(Task goal): Every line from the one with "x=397, y=188" to the end of the entries, both included, is to be copied exactly; the other lines stay out.

*** Opening Data in this exercise ***

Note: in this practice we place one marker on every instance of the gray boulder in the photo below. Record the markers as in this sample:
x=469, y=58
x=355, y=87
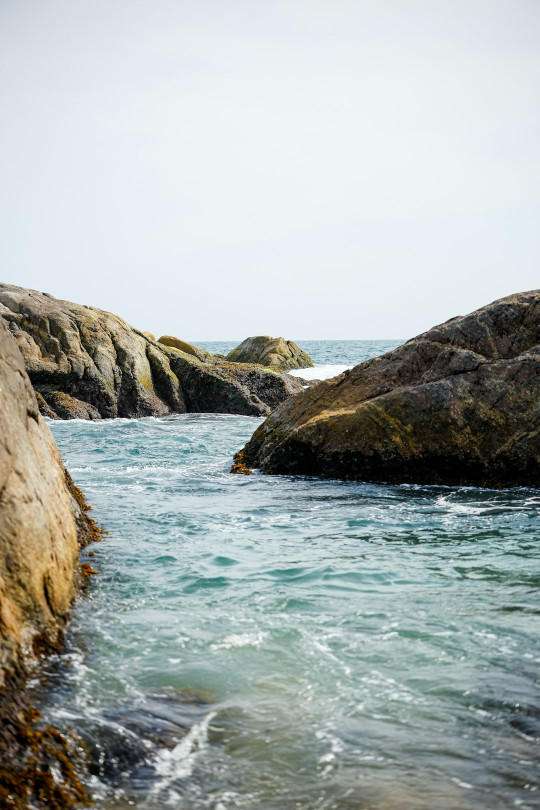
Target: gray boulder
x=109, y=369
x=268, y=351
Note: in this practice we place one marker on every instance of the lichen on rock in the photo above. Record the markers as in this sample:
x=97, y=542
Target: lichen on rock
x=87, y=363
x=267, y=351
x=459, y=404
x=43, y=523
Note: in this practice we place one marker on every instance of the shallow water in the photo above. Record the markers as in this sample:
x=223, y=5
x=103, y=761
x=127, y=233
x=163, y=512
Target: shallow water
x=279, y=642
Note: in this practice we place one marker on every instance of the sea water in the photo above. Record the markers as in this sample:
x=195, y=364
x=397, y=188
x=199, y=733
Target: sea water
x=279, y=642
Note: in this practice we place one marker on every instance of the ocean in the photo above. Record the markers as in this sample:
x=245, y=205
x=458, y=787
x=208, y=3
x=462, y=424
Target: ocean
x=281, y=642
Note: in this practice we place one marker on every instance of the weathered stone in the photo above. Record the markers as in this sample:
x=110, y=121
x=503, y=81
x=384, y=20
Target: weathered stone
x=109, y=369
x=43, y=523
x=268, y=351
x=460, y=404
x=184, y=346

*** Closing Data in this exercise ***

(Task output):
x=397, y=188
x=199, y=733
Target: sea water
x=279, y=642
Note: in this practice we place one marker on every instance of the ocean in the photo above. Record the markers as in this sample:
x=245, y=205
x=458, y=787
x=208, y=3
x=462, y=424
Target: ocean
x=281, y=642
Note: in this practice we place one marker on every instance of the weathered stone in the photo above. Record the markers as in this sample:
x=110, y=121
x=503, y=81
x=384, y=20
Target: weathered stone
x=109, y=369
x=43, y=523
x=268, y=351
x=460, y=404
x=184, y=346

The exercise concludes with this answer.